▶ _INPUT DATA_:
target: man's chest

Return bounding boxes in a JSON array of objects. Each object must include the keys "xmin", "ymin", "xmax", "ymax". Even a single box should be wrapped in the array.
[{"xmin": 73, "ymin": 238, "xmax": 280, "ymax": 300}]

---

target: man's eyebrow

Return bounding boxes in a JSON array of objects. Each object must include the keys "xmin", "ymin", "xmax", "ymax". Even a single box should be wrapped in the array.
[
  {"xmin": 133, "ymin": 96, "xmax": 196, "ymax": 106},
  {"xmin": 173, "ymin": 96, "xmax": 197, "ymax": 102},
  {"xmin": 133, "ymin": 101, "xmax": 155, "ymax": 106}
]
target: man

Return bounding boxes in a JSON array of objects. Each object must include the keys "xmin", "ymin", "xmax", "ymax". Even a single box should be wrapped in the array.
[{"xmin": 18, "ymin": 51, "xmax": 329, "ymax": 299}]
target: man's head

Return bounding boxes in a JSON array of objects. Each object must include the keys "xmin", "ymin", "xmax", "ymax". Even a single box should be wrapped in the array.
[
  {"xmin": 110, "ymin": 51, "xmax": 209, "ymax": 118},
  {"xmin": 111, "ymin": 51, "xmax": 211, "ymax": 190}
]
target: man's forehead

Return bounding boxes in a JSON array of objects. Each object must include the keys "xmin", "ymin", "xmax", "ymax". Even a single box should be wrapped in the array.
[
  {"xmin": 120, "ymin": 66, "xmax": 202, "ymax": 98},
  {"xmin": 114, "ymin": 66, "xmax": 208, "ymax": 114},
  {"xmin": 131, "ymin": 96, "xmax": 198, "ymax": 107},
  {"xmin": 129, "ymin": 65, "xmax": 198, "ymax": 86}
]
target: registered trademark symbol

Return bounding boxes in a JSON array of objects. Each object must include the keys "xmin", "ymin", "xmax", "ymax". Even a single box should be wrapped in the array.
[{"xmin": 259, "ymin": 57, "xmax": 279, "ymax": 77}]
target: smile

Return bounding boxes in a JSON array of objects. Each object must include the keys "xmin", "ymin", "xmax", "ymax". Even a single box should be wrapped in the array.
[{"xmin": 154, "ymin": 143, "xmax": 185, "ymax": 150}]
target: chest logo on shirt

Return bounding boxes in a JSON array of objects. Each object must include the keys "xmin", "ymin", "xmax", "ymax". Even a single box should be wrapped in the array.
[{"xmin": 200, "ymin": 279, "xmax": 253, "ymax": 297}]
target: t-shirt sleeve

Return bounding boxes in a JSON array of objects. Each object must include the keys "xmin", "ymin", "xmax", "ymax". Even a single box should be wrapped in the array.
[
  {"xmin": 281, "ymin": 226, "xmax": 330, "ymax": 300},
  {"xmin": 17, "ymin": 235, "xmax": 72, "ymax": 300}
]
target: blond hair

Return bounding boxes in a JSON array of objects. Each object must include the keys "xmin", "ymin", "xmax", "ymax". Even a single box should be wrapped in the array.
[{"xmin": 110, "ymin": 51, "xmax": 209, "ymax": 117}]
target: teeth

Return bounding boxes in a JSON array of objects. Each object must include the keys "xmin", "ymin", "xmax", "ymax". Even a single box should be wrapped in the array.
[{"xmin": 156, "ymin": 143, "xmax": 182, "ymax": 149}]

▶ _EXERCISE GOAL_:
Please determine how many lines in the entries contain the word "target" and answer with the number alone.

▶ _THE ANSWER_:
11